• Records to use:
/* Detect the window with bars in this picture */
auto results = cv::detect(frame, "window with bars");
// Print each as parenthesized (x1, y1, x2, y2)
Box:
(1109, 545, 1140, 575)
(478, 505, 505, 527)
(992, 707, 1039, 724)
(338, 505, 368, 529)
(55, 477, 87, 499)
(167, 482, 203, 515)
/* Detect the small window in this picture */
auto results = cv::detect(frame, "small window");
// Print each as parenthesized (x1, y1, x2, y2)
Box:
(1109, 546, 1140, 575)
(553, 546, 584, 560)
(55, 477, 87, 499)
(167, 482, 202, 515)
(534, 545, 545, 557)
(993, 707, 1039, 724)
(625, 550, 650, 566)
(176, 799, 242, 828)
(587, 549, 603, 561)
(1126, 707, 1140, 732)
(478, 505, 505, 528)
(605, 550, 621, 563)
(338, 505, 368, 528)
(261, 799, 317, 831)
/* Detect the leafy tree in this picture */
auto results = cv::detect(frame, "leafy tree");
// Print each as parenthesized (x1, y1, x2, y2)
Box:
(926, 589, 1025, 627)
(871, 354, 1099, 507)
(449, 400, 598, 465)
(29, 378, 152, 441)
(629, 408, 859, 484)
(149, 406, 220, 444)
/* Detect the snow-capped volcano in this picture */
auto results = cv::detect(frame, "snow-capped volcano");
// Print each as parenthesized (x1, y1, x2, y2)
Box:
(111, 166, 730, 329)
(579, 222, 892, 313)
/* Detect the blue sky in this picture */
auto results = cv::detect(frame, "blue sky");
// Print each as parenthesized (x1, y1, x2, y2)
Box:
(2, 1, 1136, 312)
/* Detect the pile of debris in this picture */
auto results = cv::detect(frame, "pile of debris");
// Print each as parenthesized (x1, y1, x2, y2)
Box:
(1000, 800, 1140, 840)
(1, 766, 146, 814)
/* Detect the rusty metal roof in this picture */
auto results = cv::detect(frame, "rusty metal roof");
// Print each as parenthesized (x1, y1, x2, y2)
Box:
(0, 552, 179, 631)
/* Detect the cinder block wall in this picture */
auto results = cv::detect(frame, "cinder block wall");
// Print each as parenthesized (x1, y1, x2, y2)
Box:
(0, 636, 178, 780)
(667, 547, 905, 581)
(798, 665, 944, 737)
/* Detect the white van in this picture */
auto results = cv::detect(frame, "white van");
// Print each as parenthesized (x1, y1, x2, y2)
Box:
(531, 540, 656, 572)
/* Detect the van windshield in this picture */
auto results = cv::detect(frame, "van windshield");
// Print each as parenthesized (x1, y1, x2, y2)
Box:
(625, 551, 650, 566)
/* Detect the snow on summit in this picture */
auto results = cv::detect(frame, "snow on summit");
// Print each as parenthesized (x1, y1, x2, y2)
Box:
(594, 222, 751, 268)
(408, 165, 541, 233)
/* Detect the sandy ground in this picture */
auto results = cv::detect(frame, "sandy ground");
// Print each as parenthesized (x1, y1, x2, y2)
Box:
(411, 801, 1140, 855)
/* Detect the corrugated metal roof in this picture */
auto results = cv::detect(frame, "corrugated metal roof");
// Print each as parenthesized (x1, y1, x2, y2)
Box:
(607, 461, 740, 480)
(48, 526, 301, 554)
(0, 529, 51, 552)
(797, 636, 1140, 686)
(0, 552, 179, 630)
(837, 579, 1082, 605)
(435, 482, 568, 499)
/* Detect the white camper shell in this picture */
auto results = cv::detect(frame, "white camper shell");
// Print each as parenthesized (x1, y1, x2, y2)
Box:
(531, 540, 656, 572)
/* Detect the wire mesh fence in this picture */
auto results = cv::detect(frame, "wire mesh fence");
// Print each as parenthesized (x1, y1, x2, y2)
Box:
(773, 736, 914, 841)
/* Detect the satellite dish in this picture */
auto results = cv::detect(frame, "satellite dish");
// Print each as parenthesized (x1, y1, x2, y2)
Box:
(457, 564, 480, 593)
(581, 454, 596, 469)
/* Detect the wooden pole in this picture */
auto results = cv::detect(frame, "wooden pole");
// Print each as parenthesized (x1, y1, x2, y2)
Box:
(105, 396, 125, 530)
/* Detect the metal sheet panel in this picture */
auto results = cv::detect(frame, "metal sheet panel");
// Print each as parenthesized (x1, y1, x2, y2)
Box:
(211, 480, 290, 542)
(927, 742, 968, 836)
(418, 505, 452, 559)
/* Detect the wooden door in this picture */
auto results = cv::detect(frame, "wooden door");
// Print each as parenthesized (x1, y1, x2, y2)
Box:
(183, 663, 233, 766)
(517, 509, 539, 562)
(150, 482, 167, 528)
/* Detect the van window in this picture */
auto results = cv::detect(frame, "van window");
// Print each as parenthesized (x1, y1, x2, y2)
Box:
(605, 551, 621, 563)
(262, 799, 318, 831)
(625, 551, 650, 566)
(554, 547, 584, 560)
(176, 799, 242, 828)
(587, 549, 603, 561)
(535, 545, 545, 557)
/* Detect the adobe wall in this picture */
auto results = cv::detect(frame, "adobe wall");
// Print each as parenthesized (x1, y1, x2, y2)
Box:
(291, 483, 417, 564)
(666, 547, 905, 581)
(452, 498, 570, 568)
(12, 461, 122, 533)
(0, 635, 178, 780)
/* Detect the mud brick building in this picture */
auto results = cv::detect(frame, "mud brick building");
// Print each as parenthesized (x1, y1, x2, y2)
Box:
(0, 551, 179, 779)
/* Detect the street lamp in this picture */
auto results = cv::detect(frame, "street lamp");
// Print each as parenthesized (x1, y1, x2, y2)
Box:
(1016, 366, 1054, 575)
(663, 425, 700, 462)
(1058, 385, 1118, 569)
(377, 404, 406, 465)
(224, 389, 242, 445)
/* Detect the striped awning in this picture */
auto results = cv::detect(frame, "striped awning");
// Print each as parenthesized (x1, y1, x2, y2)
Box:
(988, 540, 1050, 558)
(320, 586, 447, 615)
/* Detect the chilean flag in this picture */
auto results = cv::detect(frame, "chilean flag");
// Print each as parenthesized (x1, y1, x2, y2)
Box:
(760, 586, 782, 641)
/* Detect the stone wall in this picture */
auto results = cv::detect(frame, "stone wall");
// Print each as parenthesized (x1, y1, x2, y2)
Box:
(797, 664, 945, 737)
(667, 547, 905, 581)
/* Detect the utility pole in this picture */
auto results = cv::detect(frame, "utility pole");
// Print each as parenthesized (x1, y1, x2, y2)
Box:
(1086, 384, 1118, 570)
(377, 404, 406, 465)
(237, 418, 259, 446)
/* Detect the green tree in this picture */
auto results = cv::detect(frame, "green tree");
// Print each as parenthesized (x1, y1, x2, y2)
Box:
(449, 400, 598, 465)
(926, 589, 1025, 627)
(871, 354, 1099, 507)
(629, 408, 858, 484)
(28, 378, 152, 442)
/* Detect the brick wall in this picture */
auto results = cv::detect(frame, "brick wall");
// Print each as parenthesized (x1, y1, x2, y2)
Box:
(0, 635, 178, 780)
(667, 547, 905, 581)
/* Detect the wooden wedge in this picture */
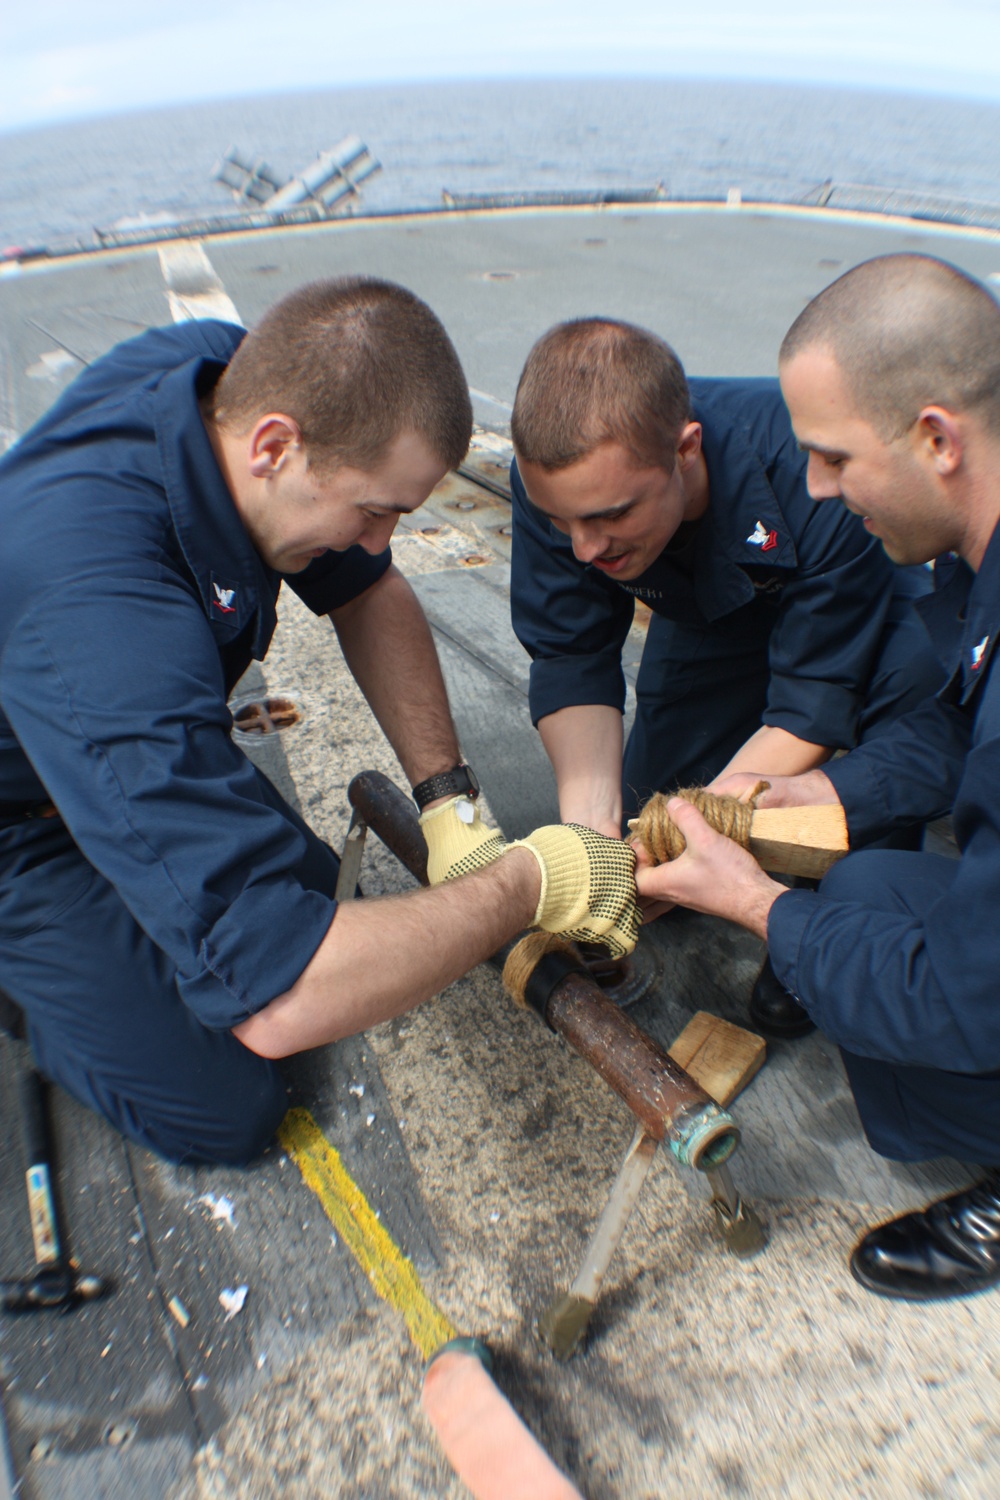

• Task: Your reply should be the full data above, copied exactly, with no pictures in it.

• Written response:
/* Detect the window with bars in this picture */
auto results = cv::detect(frame, "window with bars");
// Print each as parenthesized (x1, y1, x2, y2)
Box:
(1109, 545, 1140, 575)
(478, 505, 505, 527)
(992, 707, 1039, 724)
(338, 505, 368, 529)
(55, 477, 87, 499)
(167, 482, 203, 515)
/* Detect the small window in this picture */
auto results = cv::detect(frame, "small window");
// Print each as parenthesized (x1, y1, x2, y2)
Box:
(1109, 546, 1140, 575)
(553, 546, 584, 560)
(55, 477, 87, 499)
(167, 482, 202, 515)
(534, 545, 545, 557)
(993, 707, 1039, 724)
(625, 550, 650, 566)
(176, 799, 242, 828)
(587, 549, 603, 561)
(1126, 707, 1140, 732)
(478, 505, 505, 528)
(605, 550, 621, 563)
(338, 505, 368, 528)
(261, 799, 317, 831)
/* Detect the leafy tree in this picture */
auto results = cv::detect(frame, "leafy tree");
// Print each as parenthesized (x1, y1, x2, y2)
Box:
(926, 589, 1025, 627)
(871, 354, 1099, 507)
(449, 400, 598, 465)
(29, 378, 152, 441)
(629, 408, 859, 484)
(149, 406, 220, 444)
/* Detect the snow-capped volcano in this picture */
auto results = cv::detect(frame, "snow-capped volcano");
// Print each as parenthesized (x1, y1, x2, y2)
Box:
(111, 166, 730, 329)
(579, 222, 892, 313)
/* Detect the blue sky in this picture */
auto results = cv::detect(frame, "blue sky");
// Print each as parenthesized (x1, y1, x2, y2)
Box:
(2, 1, 1136, 312)
/* Detect the pile of debris in this picture */
auto results = cv::detect(frame, "pile of debris");
// Print each as parenthesized (x1, y1, x2, y2)
Box:
(1000, 800, 1140, 840)
(1, 766, 146, 814)
/* Detect the rusty metal roof in this picture */
auto results = cv::detect(frame, "rusty metal roof");
// Print each as parenthesized (x1, y1, x2, y2)
Box:
(0, 552, 179, 631)
/* Detect the cinder block wall in this picture */
auto results = cv::detect(frame, "cinder block wall");
// Print each as parenthesized (x1, y1, x2, y2)
Box:
(0, 636, 178, 780)
(667, 547, 905, 581)
(798, 665, 944, 737)
/* Detect the white van in this picture */
auto results = cv::detect(frame, "white van");
// Print each as parenthesized (x1, y1, x2, y2)
Box:
(531, 540, 656, 572)
/* Detect the van windshield in this picture */
auto results = cv::detect(frame, "van windshield");
// Print each as parenthesized (x1, y1, x2, y2)
Box:
(625, 551, 650, 566)
/* Detect the snow on summit in this picture */
auto results = cv::detect(frame, "snow on summit");
// Print each as parenthesized (x1, y1, x2, y2)
Box:
(594, 222, 751, 268)
(408, 165, 541, 233)
/* Detect the sandy ground in this picture */
auto results = cv::detect(frame, "sandy ground");
// Print each as parenthesized (x1, y1, x2, y2)
Box:
(411, 801, 1140, 855)
/* Detect the corrugated metal roof in this picture */
auto results = cv::detect(frame, "corrugated metal roof");
// Print each as parenthesized (x1, y1, x2, y2)
Box:
(607, 461, 740, 480)
(48, 526, 301, 554)
(0, 529, 51, 552)
(797, 636, 1140, 686)
(0, 552, 179, 630)
(837, 579, 1082, 605)
(435, 482, 568, 499)
/* Detect the white camper shell in this picture */
auto results = cv::detect(frame, "white camper shell");
// Print each as parenthesized (x1, y1, x2, y2)
Box:
(531, 540, 656, 572)
/* Detect the wire mesh fence in this picture */
auto results = cv::detect(frame, "wire mesh fence");
// Print each as parenthesized (x1, y1, x2, y2)
Box:
(773, 736, 914, 841)
/* Detect the satellite dish in this picture */
auto results = cv::detect(frame, "satellite dish");
// Print each as parenthesized (x1, y1, x2, y2)
Box:
(457, 564, 480, 593)
(581, 454, 596, 469)
/* Detect the wooden pole in this picture */
auto results = cv::detect(frame, "wooden pole");
// Print each as parenthesized (x1, y1, x2, y2)
Box:
(105, 396, 125, 530)
/* Detect the metal sheet panel in this picture */
auto results = cv::detect(frame, "metal sheet panel");
// Print each as parenthesized (x1, y1, x2, y2)
Box:
(211, 480, 290, 542)
(927, 742, 968, 836)
(418, 505, 452, 559)
/* Detect the wooden door in this picture */
auto results = cv::detect(frame, "wooden door");
// Print each as parenthesized (x1, y1, x2, y2)
Box:
(183, 663, 233, 766)
(517, 509, 539, 562)
(150, 482, 167, 528)
/* Detect the van window in this picture */
auto results = cv::detect(frame, "van window");
// Print each as parenthesized (x1, y1, x2, y2)
Box:
(605, 551, 621, 563)
(262, 799, 318, 831)
(625, 551, 650, 566)
(554, 547, 584, 560)
(176, 799, 242, 828)
(587, 549, 603, 561)
(535, 545, 545, 557)
/* Detect the adobe wall in this picture */
auto results = cv::detect(frame, "adobe wall");
// Print each as parenthesized (x1, y1, x2, y2)
Box:
(291, 483, 417, 564)
(666, 547, 905, 581)
(452, 498, 570, 568)
(12, 461, 122, 533)
(0, 635, 178, 780)
/* Detect the mud brick building in this picture */
auto results = cv::detect(frame, "mud brick building");
// Print each as parenthesized (x1, y1, x2, y2)
Box:
(0, 551, 179, 779)
/* Detect the street lamp in this picture */
auto results = cv::detect(frame, "street lamp");
// Print each as parenthesized (x1, y1, x2, y2)
Box:
(1016, 366, 1054, 575)
(663, 425, 700, 462)
(1058, 385, 1118, 569)
(377, 404, 406, 465)
(224, 389, 242, 445)
/* Detect the striped awning in this picture */
auto results = cv::detect(frame, "striped awning");
// Print each as parenthesized (x1, y1, x2, y2)
Box:
(988, 540, 1050, 558)
(320, 586, 447, 615)
/* Detect the chilean flag in this picture */
auto results = cv::detect(frame, "chilean flag");
// Print each as parenthesized (x1, y1, x2, y2)
Box:
(760, 586, 782, 641)
/* Detect the stone wall in this picture */
auto results = cv::detect(frame, "stone wall");
// Print each as parenthesized (x1, y1, x2, y2)
Box:
(797, 664, 945, 737)
(667, 547, 905, 581)
/* Detect the utility pole in this picture */
auto results = cv::detect(frame, "utility pole");
// Print each as parenthesized (x1, y1, x2, y2)
Box:
(1086, 384, 1118, 570)
(377, 404, 406, 465)
(237, 418, 259, 446)
/* Detect the green tree in this picture */
auto results = cv::detect(frame, "green tree");
// Print each as parenthesized (x1, y1, x2, y2)
Box:
(449, 400, 598, 465)
(926, 589, 1025, 627)
(871, 354, 1099, 507)
(629, 408, 858, 484)
(28, 378, 152, 442)
/* Detect the brick wall in this picture */
auto results = cv::detect(frame, "brick wall");
// Print each as parenthesized (x1, y1, x2, y2)
Box:
(0, 635, 178, 780)
(667, 547, 905, 581)
/* Detect the wooden wedge in this picture */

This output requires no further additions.